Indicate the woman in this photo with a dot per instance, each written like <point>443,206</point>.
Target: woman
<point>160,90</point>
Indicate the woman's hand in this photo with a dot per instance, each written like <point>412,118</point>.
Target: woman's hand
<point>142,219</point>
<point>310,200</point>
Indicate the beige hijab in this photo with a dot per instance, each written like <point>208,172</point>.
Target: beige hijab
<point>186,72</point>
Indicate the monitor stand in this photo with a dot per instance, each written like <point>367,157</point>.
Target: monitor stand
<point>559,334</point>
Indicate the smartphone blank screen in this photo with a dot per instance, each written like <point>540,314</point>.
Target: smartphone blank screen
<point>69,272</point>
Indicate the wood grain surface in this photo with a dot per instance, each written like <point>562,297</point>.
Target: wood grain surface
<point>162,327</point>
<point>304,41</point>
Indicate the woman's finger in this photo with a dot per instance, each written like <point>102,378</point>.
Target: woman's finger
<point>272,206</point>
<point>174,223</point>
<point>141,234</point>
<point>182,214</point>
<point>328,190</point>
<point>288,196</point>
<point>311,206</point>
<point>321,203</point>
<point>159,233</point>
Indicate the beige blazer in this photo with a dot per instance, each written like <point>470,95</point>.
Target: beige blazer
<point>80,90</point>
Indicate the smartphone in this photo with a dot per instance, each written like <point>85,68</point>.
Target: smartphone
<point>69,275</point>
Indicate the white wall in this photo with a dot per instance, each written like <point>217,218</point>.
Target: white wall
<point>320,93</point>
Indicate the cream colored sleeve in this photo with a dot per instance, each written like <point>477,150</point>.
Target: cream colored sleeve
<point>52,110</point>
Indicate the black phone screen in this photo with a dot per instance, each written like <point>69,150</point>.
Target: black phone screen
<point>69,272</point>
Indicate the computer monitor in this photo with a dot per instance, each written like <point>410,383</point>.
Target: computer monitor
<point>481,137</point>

■ ■ ■

▶ **YOUR OBJECTIVE**: Would you set down the full listing exactly as it reads?

▶ **RESULT OF THIS TASK**:
Indicate the woman in this photo with a dot per instance, each written like <point>443,206</point>.
Target: woman
<point>160,90</point>
Indicate the woman's hand in this photo with a dot per instance, each written like <point>412,118</point>.
Target: woman's hand
<point>142,219</point>
<point>310,200</point>
Indicate the beige hijab in this photo with a dot per instance, each written like <point>208,172</point>.
Target: beige hijab
<point>186,72</point>
Indicate the monitor stand in this photo with a dot per instance, each written like <point>367,157</point>.
Target: monitor stand
<point>559,334</point>
Indicate the smartphone blank screen in this photo with a dot per instance, each written like <point>540,314</point>.
Target: smartphone blank screen
<point>69,272</point>
Indicate the wood grain surface in this photo with a dot per instance, each written like <point>562,297</point>.
Target: wood grain surface
<point>162,327</point>
<point>304,41</point>
Indicate the woman's finger in this photo with a dot per instance, each written like <point>102,378</point>.
Target: woman's finger
<point>272,206</point>
<point>174,223</point>
<point>141,234</point>
<point>182,214</point>
<point>328,190</point>
<point>288,196</point>
<point>311,206</point>
<point>321,203</point>
<point>159,233</point>
Indicate the beige blazer in this photo with a dot per instance, each written like <point>470,95</point>.
Target: beige blazer
<point>80,90</point>
Indicate the smartphone in this photo with a dot per instance, each written like <point>85,68</point>.
Target: smartphone
<point>69,275</point>
Indicate the white wall in this photo with a dot per instance, each written like <point>217,218</point>.
Target: white wall
<point>320,93</point>
Indicate the cream colored sleeve in this photo with a dot per instance, each written like <point>477,150</point>.
Target: cream colored sleeve
<point>52,110</point>
Indicate the black phone screen in this photo with a dot per instance, each written like <point>69,150</point>.
Target: black phone screen
<point>69,272</point>
Indicate the computer monitor in this photo with a dot per instance, each written like <point>410,383</point>.
Target: computer monitor
<point>481,137</point>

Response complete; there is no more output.